(Collected data entries)
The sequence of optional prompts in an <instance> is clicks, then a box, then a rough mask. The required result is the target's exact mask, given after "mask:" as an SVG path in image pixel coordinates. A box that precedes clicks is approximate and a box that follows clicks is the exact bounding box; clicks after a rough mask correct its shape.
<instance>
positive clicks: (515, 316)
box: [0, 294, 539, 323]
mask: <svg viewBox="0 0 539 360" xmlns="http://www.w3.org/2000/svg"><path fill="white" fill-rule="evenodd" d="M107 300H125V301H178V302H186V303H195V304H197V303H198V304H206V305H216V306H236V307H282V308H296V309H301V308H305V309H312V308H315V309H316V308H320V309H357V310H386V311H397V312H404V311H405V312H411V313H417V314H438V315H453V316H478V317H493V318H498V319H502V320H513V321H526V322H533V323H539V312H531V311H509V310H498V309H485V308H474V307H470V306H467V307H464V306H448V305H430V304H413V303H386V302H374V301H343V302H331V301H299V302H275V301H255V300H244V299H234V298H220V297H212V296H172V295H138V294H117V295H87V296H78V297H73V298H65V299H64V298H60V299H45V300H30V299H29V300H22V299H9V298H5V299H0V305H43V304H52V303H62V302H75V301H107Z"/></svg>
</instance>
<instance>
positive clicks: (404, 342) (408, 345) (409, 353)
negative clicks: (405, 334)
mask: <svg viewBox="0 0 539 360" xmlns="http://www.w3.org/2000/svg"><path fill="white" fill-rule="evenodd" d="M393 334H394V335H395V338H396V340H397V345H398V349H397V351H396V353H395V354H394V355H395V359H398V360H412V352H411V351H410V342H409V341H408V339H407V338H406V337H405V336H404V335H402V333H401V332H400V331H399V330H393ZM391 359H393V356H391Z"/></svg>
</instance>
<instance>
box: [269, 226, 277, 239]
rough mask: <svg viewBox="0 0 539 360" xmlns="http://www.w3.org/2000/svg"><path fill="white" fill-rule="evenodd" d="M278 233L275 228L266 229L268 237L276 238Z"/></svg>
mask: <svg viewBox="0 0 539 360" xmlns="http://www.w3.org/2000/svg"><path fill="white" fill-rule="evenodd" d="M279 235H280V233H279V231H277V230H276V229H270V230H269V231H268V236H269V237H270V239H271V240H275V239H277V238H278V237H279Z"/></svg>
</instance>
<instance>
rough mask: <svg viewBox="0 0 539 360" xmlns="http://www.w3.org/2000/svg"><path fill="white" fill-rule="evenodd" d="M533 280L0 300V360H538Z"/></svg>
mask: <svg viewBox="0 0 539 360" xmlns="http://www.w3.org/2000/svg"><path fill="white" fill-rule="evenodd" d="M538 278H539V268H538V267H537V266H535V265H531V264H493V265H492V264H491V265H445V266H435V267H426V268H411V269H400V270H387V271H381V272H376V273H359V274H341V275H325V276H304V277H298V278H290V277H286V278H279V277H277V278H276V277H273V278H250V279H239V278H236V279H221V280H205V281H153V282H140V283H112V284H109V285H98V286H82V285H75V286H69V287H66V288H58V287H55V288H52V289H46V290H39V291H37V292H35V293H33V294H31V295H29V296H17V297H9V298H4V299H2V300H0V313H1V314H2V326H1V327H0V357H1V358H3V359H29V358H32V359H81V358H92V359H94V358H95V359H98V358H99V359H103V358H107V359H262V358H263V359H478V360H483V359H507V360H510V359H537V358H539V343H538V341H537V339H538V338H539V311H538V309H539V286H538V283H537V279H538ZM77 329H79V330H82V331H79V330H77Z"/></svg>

Exercise details: I'd like all of the entries written out again exactly as they appear above.

Completed task:
The sequence of optional prompts in an <instance> is clicks, then a box, then a rough mask. The required result is the target's exact mask, given after "mask:" as an SVG path in image pixel coordinates. A box that precedes clicks is approximate and a box that follows clicks is the exact bounding box; clicks after a rough mask correct its shape.
<instance>
positive clicks: (515, 316)
box: [0, 294, 539, 323]
mask: <svg viewBox="0 0 539 360" xmlns="http://www.w3.org/2000/svg"><path fill="white" fill-rule="evenodd" d="M107 300H125V301H178V302H186V303H195V304H197V303H198V304H206V305H216V306H236V307H282V308H296V309H301V308H305V309H312V308H315V309H316V308H320V309H357V310H386V311H397V312H404V311H405V312H411V313H417V314H438V315H453V316H478V317H493V318H498V319H502V320H513V321H526V322H533V323H539V312H531V311H509V310H498V309H485V308H474V307H470V306H467V307H464V306H448V305H430V304H413V303H386V302H374V301H343V302H331V301H299V302H275V301H255V300H244V299H234V298H220V297H212V296H172V295H138V294H117V295H87V296H78V297H73V298H65V299H64V298H60V299H45V300H30V299H29V300H22V299H9V298H5V299H0V305H43V304H52V303H62V302H75V301H107Z"/></svg>
</instance>
<instance>
positive clicks: (404, 342) (408, 345) (409, 353)
negative clicks: (405, 334)
mask: <svg viewBox="0 0 539 360" xmlns="http://www.w3.org/2000/svg"><path fill="white" fill-rule="evenodd" d="M393 334H394V335H395V338H396V340H397V345H398V349H397V351H396V353H395V354H394V355H395V359H398V360H412V352H411V351H410V342H409V341H408V339H407V338H406V337H405V336H404V335H402V333H401V332H400V331H399V330H393ZM391 359H393V356H391Z"/></svg>
</instance>
<instance>
box: [269, 226, 277, 239]
rough mask: <svg viewBox="0 0 539 360" xmlns="http://www.w3.org/2000/svg"><path fill="white" fill-rule="evenodd" d="M278 233L275 228L266 229L268 237L276 238Z"/></svg>
mask: <svg viewBox="0 0 539 360" xmlns="http://www.w3.org/2000/svg"><path fill="white" fill-rule="evenodd" d="M279 235H280V233H279V231H277V230H276V229H270V230H269V231H268V236H269V237H270V239H271V240H275V239H277V238H278V237H279Z"/></svg>
</instance>
<instance>
rough mask: <svg viewBox="0 0 539 360" xmlns="http://www.w3.org/2000/svg"><path fill="white" fill-rule="evenodd" d="M533 280L0 300V360H538Z"/></svg>
mask: <svg viewBox="0 0 539 360" xmlns="http://www.w3.org/2000/svg"><path fill="white" fill-rule="evenodd" d="M538 278H539V268H538V267H537V266H535V265H531V264H493V265H492V264H491V265H445V266H435V267H426V268H411V269H400V270H387V271H381V272H376V273H359V274H341V275H325V276H304V277H298V278H290V277H286V278H279V277H277V278H276V277H273V278H250V279H239V278H236V279H221V280H205V281H153V282H140V283H112V284H109V285H98V286H82V285H75V286H69V287H66V288H58V287H55V288H52V289H46V290H39V291H37V292H35V293H33V294H31V295H29V296H17V297H9V298H4V299H2V300H0V313H1V314H2V326H1V327H0V357H1V358H3V359H29V358H32V359H81V358H92V359H94V358H95V359H98V358H99V359H103V358H107V359H262V358H263V359H478V360H483V359H507V360H510V359H537V358H539V343H538V341H537V339H538V338H539V311H538V309H539V286H538V283H537V279H538ZM77 329H79V330H82V331H79V330H77Z"/></svg>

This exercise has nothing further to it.